**EXERCISE AIM**
Return every line below that contains the word "navy".

Shape annotation entries
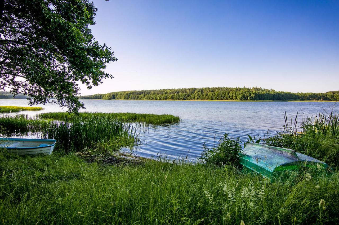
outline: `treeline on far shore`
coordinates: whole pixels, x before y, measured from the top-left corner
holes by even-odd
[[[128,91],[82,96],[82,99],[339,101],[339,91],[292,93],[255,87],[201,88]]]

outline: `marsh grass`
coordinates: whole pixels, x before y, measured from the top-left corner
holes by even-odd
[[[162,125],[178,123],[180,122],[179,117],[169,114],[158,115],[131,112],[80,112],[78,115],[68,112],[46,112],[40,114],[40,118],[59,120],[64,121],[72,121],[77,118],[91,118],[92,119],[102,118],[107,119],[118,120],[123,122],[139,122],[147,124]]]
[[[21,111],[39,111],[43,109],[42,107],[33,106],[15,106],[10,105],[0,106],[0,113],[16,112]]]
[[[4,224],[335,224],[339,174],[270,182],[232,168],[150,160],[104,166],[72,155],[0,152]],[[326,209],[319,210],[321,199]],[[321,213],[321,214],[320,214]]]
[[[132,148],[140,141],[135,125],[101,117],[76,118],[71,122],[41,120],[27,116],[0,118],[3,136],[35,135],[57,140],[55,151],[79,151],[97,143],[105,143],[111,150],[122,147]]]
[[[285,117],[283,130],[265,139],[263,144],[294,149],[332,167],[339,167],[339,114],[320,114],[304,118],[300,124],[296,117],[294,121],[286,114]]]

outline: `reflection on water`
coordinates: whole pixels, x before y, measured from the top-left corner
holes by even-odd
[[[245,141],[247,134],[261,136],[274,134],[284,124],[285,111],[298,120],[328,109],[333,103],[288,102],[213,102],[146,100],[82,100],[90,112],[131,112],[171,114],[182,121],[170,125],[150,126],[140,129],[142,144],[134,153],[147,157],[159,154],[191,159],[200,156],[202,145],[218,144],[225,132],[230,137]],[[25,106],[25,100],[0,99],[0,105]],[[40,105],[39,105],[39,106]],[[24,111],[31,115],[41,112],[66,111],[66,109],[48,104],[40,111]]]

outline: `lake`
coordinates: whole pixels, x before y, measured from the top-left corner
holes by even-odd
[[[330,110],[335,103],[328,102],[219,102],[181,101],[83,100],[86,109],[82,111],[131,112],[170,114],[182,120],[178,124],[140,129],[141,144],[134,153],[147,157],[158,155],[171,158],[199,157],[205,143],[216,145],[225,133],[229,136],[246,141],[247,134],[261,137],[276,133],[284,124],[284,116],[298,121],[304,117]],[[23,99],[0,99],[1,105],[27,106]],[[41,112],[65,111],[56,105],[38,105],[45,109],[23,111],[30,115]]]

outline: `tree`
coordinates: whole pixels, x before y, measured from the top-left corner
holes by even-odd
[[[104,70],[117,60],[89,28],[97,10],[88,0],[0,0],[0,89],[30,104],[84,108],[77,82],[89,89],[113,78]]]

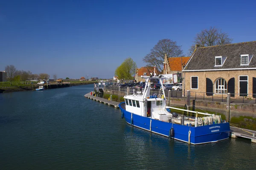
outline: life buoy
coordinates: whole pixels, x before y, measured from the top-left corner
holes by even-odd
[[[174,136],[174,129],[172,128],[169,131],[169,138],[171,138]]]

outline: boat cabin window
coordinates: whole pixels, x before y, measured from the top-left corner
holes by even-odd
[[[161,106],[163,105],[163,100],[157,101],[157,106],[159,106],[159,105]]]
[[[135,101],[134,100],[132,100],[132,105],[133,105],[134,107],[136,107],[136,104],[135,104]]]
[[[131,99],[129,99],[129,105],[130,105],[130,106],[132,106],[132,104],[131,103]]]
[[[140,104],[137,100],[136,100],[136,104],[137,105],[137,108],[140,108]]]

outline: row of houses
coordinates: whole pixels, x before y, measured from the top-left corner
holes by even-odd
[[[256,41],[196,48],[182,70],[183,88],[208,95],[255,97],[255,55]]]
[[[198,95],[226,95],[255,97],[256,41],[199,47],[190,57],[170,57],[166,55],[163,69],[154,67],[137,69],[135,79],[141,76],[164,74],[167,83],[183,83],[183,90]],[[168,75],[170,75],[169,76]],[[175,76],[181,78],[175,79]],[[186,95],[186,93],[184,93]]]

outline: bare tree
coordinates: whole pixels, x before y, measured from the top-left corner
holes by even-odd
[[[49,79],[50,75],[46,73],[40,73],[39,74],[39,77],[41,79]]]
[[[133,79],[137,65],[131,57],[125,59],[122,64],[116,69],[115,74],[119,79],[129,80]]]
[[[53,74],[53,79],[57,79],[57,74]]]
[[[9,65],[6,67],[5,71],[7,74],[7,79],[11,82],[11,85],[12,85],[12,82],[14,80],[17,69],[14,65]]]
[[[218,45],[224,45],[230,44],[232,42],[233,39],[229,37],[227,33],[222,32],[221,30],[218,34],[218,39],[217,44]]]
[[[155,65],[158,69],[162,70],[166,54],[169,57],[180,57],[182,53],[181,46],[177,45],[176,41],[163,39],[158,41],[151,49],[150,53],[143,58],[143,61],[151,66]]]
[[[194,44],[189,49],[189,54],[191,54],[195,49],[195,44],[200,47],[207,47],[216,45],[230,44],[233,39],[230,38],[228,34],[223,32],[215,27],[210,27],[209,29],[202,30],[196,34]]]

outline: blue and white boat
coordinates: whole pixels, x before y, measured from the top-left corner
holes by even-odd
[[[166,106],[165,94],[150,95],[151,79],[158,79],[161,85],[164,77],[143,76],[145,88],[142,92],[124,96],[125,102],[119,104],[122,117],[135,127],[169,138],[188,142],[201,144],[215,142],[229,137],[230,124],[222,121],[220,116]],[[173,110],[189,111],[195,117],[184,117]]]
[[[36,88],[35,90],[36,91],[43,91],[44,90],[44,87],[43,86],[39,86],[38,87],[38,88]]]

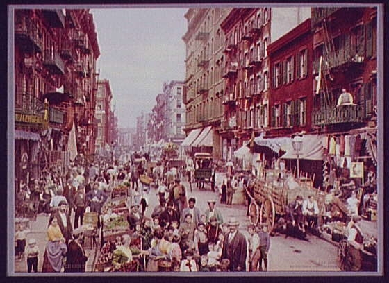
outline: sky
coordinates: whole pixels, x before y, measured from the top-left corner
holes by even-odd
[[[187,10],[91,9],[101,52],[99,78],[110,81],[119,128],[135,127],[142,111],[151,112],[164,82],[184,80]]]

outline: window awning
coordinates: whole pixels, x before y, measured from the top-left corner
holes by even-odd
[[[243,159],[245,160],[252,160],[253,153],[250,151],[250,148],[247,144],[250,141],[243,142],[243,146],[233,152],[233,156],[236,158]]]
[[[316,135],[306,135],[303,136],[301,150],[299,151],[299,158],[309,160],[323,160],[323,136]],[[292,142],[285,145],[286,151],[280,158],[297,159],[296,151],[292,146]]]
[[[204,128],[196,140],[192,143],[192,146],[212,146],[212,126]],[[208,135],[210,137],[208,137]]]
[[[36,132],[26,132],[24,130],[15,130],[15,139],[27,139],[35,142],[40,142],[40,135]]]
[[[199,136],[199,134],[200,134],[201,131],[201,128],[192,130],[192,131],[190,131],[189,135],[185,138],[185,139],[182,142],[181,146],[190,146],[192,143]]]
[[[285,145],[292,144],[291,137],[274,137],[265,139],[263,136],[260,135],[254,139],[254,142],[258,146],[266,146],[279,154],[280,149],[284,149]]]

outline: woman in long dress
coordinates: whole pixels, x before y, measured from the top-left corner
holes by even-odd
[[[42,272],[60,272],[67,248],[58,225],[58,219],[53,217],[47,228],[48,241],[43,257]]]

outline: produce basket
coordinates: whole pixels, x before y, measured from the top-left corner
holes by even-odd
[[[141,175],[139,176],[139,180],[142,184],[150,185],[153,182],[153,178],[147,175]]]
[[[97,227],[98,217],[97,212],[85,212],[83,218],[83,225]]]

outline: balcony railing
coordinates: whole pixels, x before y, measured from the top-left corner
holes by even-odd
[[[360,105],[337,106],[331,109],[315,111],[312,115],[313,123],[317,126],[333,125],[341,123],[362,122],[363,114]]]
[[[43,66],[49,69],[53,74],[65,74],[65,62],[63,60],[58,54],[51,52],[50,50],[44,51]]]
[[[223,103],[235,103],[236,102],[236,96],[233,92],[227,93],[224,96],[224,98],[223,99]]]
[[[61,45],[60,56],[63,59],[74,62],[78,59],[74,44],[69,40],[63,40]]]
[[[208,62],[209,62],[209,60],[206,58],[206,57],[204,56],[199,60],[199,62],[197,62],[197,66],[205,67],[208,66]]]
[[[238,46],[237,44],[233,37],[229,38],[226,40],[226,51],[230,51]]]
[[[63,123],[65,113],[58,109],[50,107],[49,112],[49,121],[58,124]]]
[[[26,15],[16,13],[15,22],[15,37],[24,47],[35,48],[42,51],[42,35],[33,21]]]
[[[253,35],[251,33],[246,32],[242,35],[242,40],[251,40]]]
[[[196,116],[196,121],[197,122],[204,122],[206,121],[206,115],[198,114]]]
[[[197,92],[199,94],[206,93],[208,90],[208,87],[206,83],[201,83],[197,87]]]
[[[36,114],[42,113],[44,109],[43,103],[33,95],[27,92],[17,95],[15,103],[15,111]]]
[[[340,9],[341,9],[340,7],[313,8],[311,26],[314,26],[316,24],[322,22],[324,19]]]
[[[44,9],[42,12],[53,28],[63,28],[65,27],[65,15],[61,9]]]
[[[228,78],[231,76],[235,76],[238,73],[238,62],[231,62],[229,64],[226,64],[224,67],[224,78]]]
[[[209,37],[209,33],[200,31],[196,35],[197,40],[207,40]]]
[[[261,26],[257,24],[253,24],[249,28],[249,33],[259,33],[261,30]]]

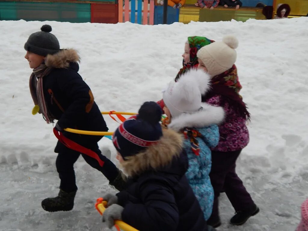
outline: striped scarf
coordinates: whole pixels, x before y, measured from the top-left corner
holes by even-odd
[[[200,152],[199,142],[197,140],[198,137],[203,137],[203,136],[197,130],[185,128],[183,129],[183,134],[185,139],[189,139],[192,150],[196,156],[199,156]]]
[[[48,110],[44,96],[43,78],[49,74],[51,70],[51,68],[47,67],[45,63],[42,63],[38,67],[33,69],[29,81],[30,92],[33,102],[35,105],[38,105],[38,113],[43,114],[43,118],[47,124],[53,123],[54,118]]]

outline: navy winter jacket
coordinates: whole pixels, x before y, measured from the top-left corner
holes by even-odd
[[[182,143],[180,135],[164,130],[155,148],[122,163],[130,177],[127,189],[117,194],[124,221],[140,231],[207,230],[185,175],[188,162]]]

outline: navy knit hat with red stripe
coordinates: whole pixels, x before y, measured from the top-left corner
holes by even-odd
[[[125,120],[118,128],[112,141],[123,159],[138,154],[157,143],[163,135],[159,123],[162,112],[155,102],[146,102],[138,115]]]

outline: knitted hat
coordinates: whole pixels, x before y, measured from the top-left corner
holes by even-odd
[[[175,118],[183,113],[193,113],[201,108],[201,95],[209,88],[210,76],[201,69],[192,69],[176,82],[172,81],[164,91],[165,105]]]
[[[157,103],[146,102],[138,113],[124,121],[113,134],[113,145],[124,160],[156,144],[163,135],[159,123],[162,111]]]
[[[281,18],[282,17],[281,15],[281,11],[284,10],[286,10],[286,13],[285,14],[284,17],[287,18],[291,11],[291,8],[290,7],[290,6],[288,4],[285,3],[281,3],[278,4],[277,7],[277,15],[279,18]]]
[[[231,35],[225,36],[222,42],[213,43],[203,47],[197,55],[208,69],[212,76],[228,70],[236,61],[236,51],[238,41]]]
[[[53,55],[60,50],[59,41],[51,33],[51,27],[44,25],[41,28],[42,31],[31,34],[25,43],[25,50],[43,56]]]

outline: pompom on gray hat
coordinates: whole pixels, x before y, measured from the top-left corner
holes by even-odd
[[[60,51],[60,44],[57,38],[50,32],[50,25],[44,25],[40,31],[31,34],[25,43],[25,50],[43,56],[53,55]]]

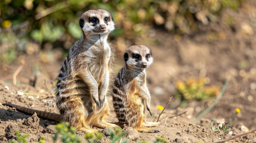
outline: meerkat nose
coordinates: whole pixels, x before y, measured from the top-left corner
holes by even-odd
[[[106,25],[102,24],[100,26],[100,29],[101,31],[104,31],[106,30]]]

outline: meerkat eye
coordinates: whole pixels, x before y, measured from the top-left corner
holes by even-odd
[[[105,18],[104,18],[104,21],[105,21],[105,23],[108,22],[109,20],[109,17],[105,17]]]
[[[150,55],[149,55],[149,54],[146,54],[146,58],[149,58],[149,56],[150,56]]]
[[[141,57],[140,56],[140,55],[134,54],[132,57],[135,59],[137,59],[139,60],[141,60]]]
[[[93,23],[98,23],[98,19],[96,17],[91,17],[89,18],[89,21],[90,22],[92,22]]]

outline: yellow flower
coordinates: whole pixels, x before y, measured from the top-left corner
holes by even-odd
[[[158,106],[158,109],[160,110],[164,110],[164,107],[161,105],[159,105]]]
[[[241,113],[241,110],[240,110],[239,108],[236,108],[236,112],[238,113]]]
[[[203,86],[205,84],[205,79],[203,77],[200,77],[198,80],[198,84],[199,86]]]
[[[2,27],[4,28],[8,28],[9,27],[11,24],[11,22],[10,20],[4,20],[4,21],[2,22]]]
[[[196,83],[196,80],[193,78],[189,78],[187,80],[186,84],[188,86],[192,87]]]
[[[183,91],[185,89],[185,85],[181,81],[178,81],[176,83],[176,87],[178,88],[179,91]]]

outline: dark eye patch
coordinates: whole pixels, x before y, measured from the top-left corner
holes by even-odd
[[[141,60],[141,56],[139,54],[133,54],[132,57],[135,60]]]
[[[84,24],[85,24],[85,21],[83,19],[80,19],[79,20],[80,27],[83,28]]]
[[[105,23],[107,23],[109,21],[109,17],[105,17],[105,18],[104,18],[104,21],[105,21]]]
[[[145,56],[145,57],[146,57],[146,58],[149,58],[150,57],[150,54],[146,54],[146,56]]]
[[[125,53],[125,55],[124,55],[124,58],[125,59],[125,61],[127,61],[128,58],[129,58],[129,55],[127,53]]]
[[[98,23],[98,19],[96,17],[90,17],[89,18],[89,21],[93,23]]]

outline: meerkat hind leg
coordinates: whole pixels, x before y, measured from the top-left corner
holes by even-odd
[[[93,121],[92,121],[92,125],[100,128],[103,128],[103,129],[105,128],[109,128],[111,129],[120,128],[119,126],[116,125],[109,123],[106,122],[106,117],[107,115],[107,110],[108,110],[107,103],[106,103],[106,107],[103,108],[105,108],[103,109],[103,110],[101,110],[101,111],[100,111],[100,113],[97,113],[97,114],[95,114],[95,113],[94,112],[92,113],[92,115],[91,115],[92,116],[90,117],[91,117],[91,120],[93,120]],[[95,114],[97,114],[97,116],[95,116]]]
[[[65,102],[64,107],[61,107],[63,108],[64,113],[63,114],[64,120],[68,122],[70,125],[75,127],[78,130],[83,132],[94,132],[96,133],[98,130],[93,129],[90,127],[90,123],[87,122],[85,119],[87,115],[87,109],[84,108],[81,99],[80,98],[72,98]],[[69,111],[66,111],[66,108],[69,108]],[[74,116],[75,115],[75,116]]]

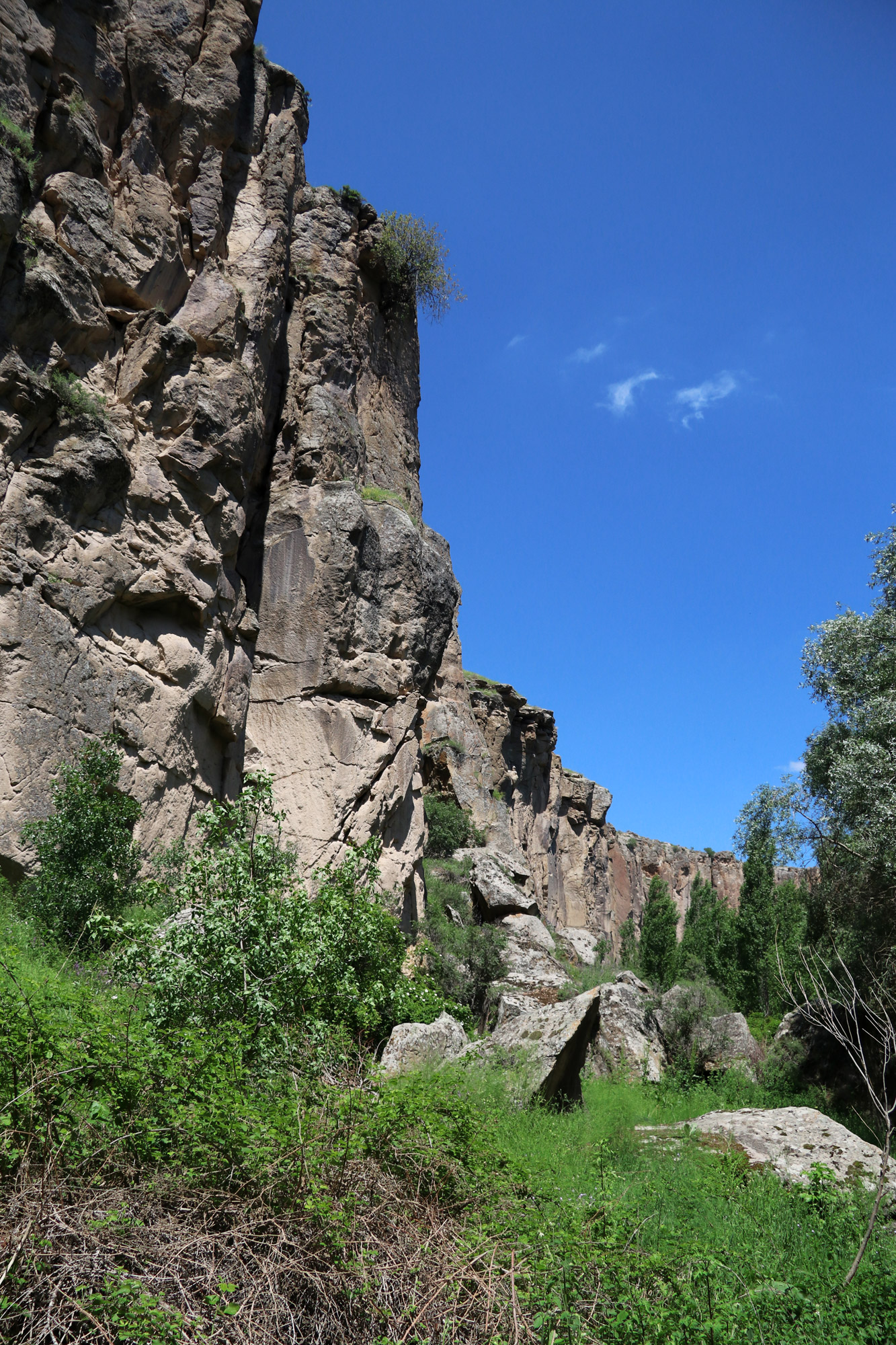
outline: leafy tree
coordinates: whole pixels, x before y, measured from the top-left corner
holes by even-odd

**THE RESPONSE**
outline: navy winter jacket
outline: navy knit hat with red stripe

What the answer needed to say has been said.